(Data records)
·····

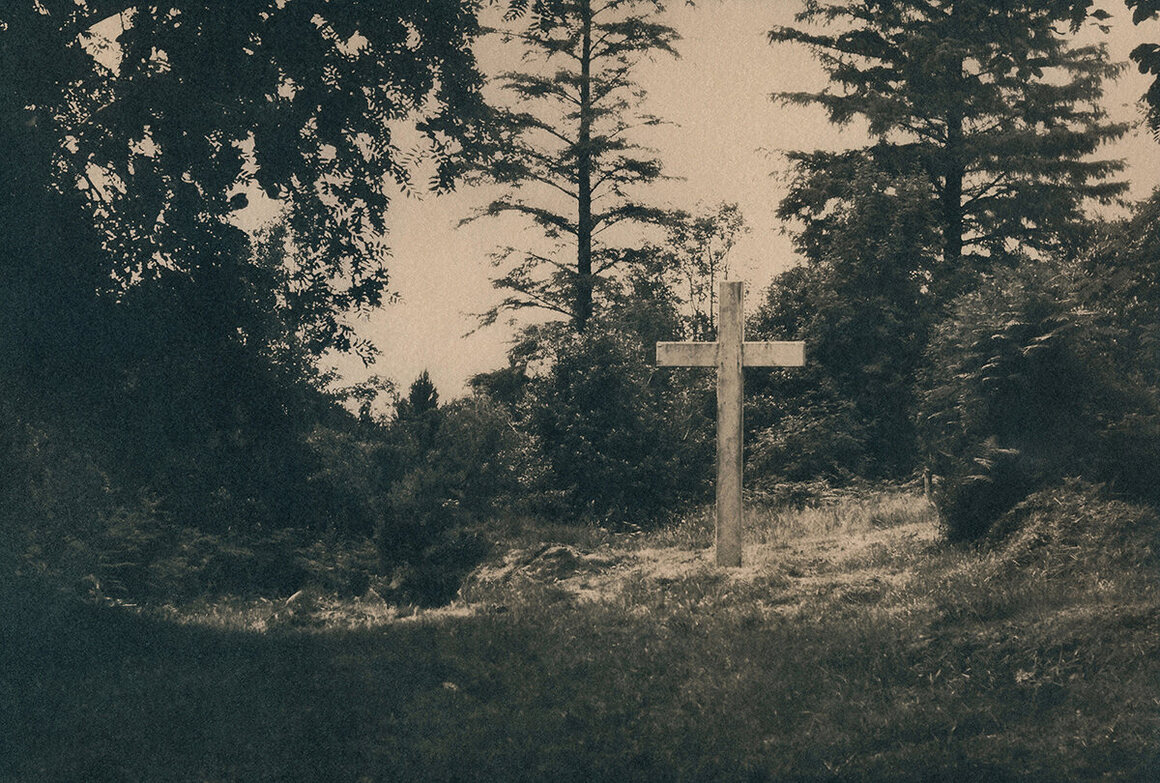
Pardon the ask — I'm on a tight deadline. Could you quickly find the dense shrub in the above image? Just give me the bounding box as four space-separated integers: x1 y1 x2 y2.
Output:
519 322 712 525
920 257 1125 539
377 396 537 603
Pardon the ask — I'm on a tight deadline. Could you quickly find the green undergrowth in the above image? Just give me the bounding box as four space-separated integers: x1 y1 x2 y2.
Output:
0 486 1160 781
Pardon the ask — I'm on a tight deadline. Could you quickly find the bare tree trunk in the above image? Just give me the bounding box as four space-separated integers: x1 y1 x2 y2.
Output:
574 2 593 333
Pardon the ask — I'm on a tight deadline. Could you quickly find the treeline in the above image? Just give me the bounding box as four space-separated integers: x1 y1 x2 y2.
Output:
0 0 1160 602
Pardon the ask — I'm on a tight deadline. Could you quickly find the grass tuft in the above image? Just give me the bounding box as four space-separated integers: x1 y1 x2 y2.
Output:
0 486 1160 781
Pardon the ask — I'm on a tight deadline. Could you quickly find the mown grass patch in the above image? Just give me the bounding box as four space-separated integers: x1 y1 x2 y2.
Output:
0 491 1160 781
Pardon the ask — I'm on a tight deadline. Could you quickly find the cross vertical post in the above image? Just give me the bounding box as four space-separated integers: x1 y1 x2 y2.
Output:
657 281 805 566
717 282 745 566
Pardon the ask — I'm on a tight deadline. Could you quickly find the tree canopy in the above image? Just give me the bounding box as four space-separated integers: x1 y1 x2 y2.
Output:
769 0 1126 303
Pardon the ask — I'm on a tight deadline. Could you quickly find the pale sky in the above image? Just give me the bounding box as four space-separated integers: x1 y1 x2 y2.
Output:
322 0 1160 399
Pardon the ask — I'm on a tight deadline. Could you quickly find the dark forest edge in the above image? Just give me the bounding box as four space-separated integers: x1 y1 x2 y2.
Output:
0 0 1160 604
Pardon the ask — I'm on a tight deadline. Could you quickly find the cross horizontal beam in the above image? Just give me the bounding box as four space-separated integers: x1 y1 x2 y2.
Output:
657 340 805 367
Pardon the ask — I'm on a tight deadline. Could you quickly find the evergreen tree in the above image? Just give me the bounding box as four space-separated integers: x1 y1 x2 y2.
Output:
464 0 677 332
1124 0 1160 140
769 0 1126 304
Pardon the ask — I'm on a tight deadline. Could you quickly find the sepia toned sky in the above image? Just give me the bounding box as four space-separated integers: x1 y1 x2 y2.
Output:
322 0 1160 399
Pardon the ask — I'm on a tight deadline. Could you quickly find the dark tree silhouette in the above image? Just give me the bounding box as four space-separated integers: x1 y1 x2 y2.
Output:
464 0 677 332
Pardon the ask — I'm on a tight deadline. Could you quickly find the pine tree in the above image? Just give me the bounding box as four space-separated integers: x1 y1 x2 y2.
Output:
769 0 1126 304
469 0 677 332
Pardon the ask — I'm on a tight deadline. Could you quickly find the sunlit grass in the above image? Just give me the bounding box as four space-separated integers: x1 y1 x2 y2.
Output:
0 493 1160 782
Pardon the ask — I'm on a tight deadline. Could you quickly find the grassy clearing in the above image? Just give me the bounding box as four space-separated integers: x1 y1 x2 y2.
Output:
0 490 1160 781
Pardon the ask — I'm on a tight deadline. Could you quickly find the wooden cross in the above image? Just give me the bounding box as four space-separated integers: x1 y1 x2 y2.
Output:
657 281 805 566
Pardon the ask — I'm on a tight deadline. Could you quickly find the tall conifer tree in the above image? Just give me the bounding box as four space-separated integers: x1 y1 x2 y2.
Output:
468 0 677 332
769 0 1126 303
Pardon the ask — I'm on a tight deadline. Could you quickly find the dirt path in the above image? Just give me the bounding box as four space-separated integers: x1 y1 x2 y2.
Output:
464 510 937 611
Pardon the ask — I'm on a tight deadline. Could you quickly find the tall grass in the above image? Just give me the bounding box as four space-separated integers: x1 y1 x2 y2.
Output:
0 487 1160 781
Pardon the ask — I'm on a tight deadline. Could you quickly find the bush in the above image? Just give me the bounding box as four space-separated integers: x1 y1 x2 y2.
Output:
519 322 712 525
377 396 537 603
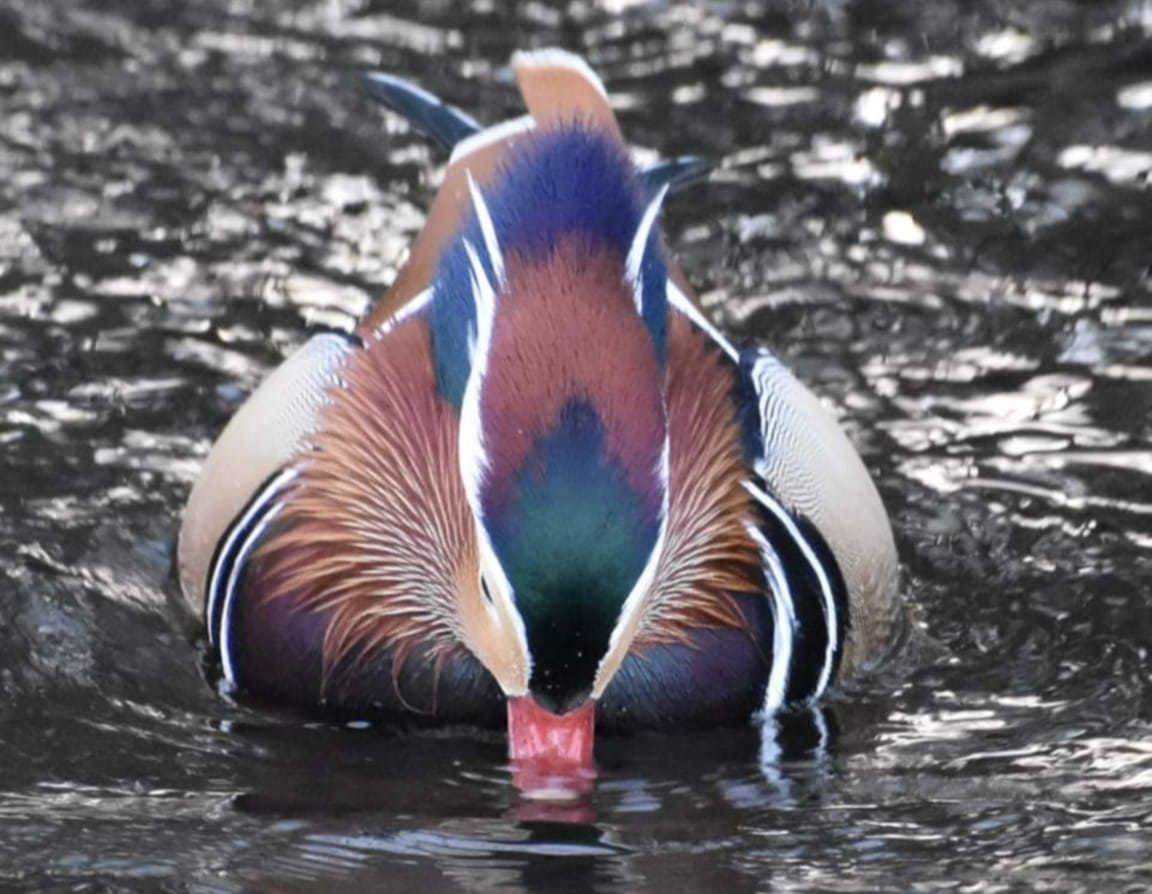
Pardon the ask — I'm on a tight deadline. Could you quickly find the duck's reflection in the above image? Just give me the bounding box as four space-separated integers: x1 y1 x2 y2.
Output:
216 705 889 892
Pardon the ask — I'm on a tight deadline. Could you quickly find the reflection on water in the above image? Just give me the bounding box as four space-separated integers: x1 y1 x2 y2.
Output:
0 0 1152 892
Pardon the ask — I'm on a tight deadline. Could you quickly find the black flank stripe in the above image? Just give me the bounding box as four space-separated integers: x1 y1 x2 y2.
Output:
205 469 292 652
760 495 848 704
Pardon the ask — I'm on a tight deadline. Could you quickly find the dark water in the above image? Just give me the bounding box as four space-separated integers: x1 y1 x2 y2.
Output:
0 0 1152 893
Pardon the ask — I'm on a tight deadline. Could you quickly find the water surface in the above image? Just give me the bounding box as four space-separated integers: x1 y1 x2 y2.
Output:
0 0 1152 892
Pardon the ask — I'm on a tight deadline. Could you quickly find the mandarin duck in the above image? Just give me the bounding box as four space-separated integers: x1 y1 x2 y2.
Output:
179 50 901 762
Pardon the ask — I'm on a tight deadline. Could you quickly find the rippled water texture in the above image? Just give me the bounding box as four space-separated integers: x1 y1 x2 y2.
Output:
0 0 1152 894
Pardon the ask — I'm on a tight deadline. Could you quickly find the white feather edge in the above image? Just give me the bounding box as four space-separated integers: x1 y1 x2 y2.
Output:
624 183 668 315
372 286 434 341
511 47 608 99
457 238 532 696
667 279 740 362
468 171 507 287
592 435 670 698
448 115 536 165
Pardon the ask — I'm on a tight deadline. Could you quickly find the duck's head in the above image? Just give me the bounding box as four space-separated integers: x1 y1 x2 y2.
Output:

·····

SET EXERCISE — Rewrite the items from their first line through the line containing "574 2 593 333", both included, substituting "strict deadline" for every "tight deadline" and leaving all else unchanged. Leave the pictures out.

TASK ANSWER —
Pardon the ask — I'm on a strict deadline. Could you quickly find the dense shrub in the above image? Just give me the bounding box as four space-separated integers: x1 y1 x2 y2.
Output:
519 322 712 525
920 257 1125 539
377 396 537 603
Pardon the ask — I'm on a strict deadline. Could you quickly find the green undergrowth in the above image? Just give me the bounding box as four space-separated integers: x1 y1 x2 y2.
Output:
0 486 1160 781
Pardon the ask — I'm on a strict deadline. Could you quickly find the bare tree trunk in the above image? Just give me the bounding box as four space-separated integers: x1 y1 x2 y2.
Output:
574 2 593 333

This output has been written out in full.